Required task.
List every line in the listing that contains the string "front", matching case exactly.

Records from a dataset.
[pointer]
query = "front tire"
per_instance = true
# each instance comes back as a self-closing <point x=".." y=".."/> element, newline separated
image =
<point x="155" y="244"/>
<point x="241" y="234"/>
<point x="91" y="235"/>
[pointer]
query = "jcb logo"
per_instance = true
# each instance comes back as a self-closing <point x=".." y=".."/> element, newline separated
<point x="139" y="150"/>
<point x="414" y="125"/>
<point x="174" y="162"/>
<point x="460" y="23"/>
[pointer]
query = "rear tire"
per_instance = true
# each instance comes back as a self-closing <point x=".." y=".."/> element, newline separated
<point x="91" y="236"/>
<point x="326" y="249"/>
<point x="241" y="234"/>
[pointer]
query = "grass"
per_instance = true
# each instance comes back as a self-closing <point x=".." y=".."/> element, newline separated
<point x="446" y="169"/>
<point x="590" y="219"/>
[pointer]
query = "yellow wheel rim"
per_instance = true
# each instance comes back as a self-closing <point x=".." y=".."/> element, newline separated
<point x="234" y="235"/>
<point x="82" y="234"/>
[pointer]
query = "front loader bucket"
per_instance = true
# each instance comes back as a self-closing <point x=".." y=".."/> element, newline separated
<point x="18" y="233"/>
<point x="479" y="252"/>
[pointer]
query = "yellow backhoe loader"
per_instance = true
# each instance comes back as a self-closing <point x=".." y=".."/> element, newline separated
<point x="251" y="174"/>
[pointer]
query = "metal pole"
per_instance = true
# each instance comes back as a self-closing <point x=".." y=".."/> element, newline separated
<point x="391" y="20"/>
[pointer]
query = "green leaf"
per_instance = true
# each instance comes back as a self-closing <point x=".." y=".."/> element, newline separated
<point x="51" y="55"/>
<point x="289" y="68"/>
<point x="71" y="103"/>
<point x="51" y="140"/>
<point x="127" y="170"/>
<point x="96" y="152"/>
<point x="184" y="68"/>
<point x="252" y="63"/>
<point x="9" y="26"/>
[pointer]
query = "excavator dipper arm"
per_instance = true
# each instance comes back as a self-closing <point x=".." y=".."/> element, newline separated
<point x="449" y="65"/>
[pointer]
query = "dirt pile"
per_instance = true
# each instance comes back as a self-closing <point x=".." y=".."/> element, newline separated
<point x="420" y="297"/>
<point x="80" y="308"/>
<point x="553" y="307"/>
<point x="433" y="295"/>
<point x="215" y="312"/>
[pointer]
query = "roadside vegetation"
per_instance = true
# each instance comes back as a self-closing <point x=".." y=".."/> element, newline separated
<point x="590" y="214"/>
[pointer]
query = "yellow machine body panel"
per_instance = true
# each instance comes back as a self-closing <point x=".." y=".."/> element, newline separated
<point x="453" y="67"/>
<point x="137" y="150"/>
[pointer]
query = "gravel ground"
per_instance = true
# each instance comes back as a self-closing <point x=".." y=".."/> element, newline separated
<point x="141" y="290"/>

Response to the task.
query = "front tire"
query = "front loader bucket"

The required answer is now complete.